## Data supplied
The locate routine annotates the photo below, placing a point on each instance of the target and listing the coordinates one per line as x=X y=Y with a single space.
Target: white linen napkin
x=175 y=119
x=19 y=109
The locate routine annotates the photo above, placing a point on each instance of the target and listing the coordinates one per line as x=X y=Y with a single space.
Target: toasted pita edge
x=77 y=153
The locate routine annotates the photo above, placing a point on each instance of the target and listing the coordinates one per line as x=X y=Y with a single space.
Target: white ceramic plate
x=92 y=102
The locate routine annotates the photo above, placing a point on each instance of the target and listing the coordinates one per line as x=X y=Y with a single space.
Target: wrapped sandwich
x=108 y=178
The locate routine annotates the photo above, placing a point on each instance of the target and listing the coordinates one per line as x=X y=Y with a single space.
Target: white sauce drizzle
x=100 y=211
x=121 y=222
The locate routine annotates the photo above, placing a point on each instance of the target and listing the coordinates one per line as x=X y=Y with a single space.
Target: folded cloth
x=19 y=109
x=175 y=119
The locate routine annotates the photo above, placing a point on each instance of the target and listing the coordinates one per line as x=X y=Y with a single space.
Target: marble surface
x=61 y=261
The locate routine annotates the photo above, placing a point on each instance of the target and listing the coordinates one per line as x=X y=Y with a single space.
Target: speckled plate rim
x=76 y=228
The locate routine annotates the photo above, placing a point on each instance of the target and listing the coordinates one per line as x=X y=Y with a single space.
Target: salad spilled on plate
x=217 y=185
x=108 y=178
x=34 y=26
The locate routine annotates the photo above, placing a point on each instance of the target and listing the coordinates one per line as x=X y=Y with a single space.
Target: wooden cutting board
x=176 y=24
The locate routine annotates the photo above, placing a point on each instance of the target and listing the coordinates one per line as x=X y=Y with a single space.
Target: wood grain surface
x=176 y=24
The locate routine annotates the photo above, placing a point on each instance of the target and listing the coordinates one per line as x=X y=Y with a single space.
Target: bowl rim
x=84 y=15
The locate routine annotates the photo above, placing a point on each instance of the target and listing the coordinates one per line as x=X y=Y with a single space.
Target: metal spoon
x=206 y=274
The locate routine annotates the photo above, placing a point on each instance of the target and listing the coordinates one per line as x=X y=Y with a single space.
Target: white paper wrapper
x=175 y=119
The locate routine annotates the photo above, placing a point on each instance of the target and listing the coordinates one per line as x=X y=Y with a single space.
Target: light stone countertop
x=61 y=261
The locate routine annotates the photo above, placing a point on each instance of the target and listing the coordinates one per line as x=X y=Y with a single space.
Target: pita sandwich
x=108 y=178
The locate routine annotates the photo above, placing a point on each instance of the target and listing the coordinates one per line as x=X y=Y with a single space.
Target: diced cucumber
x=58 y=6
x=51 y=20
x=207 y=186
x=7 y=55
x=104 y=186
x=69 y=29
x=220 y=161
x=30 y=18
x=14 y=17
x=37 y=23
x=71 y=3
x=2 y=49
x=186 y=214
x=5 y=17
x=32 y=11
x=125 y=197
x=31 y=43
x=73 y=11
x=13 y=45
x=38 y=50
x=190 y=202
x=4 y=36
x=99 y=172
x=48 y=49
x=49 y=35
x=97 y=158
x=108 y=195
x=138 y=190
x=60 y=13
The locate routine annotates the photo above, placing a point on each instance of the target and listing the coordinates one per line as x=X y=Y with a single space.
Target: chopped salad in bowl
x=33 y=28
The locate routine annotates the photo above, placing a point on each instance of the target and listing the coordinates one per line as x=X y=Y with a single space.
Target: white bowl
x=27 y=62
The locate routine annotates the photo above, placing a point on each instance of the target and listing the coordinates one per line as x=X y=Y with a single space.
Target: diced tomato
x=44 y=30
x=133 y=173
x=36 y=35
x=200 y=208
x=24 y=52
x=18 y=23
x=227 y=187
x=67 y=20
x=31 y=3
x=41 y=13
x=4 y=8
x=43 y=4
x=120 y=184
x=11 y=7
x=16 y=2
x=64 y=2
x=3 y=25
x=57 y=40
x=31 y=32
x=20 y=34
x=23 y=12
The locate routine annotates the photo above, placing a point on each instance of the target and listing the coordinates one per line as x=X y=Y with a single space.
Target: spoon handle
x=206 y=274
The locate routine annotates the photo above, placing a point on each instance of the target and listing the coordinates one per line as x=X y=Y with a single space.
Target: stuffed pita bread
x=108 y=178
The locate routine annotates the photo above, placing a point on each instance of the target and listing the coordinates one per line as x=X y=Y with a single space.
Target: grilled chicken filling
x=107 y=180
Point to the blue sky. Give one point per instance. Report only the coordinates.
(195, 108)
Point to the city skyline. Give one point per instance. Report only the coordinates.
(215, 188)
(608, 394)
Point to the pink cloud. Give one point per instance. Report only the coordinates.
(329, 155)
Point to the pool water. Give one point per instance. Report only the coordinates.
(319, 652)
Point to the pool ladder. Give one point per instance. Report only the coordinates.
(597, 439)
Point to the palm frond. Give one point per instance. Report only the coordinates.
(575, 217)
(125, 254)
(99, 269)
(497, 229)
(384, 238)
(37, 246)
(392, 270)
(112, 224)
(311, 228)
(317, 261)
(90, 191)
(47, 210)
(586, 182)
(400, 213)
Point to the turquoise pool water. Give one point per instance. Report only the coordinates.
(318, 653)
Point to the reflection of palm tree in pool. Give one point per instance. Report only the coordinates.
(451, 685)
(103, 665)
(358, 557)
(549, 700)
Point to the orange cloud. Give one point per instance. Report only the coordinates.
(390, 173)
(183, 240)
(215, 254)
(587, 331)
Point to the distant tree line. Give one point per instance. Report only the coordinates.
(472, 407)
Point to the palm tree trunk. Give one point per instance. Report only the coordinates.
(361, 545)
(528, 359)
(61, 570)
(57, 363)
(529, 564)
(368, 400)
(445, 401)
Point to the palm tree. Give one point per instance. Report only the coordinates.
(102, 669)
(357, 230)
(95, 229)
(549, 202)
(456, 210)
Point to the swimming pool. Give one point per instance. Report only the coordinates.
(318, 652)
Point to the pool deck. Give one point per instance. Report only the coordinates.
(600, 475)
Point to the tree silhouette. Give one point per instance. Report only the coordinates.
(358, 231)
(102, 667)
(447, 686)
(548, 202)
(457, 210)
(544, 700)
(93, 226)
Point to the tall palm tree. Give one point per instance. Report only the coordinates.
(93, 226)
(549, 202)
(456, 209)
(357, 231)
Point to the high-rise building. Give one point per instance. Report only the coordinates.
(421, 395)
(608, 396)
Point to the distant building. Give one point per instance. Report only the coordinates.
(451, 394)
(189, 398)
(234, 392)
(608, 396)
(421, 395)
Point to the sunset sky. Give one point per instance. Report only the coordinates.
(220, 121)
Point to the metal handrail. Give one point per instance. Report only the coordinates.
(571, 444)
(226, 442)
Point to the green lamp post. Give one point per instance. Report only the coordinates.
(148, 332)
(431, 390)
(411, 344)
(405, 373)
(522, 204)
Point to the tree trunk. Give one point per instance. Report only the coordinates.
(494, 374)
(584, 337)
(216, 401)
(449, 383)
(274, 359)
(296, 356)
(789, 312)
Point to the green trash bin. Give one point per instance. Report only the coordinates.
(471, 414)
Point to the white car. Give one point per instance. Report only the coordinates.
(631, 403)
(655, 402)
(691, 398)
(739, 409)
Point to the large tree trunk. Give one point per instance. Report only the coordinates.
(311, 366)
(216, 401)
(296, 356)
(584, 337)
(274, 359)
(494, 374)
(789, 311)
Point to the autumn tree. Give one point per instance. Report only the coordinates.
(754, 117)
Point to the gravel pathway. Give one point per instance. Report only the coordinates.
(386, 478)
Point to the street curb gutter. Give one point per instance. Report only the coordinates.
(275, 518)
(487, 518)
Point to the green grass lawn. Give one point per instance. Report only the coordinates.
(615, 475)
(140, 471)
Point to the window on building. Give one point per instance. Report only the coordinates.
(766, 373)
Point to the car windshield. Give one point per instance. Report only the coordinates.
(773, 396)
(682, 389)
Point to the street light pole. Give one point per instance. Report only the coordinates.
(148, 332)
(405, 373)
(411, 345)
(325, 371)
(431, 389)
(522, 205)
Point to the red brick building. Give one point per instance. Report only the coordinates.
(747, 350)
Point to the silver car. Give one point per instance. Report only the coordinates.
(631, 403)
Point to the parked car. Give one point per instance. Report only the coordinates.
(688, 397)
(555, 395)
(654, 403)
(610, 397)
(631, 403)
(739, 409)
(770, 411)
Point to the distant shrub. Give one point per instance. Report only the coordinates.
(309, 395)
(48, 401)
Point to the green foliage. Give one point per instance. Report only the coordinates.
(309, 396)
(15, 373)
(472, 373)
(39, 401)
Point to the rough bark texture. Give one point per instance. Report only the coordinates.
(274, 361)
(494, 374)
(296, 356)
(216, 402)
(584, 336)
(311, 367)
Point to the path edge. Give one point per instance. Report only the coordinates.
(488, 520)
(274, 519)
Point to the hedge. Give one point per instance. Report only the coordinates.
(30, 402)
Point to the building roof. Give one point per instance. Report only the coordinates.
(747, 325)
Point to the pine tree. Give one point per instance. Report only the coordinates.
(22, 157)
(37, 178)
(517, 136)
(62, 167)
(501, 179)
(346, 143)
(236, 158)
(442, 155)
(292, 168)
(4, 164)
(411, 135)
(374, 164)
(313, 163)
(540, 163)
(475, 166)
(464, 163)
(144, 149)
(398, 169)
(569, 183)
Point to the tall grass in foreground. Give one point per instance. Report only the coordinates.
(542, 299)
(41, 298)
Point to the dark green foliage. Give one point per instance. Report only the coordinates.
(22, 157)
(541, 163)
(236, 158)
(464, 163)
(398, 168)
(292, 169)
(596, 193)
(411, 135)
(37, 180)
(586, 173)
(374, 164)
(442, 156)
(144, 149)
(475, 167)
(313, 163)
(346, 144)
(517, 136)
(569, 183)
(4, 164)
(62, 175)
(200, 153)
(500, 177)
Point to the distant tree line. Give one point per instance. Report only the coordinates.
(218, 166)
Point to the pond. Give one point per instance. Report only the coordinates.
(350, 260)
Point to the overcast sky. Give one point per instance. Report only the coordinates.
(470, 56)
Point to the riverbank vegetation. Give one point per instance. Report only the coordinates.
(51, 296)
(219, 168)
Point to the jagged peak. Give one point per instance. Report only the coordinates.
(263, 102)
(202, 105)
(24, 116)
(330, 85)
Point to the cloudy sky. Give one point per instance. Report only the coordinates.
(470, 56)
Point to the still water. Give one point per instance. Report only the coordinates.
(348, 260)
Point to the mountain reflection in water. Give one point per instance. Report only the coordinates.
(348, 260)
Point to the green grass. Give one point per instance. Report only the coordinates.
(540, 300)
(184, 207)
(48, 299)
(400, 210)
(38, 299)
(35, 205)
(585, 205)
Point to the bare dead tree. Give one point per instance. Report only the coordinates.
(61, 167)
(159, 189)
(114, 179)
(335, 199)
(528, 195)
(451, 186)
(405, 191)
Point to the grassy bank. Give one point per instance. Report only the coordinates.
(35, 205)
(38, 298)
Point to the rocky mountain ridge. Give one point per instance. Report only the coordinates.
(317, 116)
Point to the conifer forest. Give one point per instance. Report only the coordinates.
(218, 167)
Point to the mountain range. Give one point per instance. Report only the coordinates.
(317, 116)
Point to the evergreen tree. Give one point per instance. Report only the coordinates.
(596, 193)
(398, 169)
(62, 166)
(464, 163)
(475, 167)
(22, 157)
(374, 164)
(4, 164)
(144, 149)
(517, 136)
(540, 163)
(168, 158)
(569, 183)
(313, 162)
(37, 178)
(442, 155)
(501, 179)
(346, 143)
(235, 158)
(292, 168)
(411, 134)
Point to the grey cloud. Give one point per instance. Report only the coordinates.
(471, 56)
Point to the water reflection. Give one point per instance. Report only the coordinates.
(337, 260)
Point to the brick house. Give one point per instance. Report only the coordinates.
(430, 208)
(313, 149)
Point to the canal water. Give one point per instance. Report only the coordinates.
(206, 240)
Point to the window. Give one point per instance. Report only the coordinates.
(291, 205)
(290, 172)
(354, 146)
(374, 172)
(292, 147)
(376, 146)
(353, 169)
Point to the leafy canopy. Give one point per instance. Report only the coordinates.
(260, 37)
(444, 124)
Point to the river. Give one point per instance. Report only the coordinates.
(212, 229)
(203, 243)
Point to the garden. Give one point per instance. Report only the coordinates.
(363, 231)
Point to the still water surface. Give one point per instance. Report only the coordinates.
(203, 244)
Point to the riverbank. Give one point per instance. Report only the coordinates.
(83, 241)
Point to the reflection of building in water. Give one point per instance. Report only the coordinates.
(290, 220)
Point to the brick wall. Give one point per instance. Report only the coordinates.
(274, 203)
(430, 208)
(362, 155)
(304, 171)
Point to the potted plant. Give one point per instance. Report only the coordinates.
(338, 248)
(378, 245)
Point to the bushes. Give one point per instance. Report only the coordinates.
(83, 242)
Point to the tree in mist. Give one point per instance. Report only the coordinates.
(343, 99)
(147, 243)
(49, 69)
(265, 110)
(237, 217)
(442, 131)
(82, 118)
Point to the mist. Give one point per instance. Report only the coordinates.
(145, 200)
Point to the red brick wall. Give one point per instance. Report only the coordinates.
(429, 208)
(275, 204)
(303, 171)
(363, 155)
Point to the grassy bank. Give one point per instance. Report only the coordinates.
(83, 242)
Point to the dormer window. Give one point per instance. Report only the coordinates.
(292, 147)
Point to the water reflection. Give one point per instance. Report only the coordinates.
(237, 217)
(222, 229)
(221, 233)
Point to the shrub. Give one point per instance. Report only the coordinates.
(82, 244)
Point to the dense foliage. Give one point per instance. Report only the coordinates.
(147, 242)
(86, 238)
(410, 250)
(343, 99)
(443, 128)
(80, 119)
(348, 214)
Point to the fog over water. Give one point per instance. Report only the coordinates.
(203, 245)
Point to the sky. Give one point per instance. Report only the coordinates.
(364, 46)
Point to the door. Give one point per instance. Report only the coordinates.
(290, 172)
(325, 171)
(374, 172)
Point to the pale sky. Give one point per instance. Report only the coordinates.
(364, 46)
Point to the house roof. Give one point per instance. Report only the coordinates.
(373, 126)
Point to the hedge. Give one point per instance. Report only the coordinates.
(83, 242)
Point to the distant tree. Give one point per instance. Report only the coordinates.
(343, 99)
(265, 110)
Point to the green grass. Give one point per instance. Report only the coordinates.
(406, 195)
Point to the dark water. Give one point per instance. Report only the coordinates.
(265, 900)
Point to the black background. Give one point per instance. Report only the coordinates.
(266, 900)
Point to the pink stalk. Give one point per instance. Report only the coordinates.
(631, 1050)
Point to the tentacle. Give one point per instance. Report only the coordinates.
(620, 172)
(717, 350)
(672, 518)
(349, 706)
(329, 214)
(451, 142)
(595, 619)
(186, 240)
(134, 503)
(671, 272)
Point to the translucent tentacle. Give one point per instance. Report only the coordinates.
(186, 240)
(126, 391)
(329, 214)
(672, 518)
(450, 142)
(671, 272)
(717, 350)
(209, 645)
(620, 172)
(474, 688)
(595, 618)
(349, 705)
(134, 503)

## Task instructions
Please reproduce the closing stretch of the records, from the line with "Point to the black" through the last line, exactly as it stands.

## Exercise output
Point to the black background. Give one point per instance. Report only the coordinates.
(266, 900)
Point to the pink stalk. Give one point per instance. Report only the coordinates.
(631, 1050)
Point to the tentacle. Give one point per instance. Report only the coordinates.
(620, 172)
(717, 350)
(672, 518)
(349, 706)
(329, 214)
(451, 142)
(595, 619)
(186, 240)
(134, 503)
(671, 272)
Point to the translucent tentacle. Give one point per instance. Report only the coordinates.
(186, 240)
(126, 391)
(329, 214)
(672, 518)
(450, 142)
(671, 272)
(717, 350)
(209, 645)
(620, 172)
(474, 688)
(595, 618)
(349, 705)
(134, 503)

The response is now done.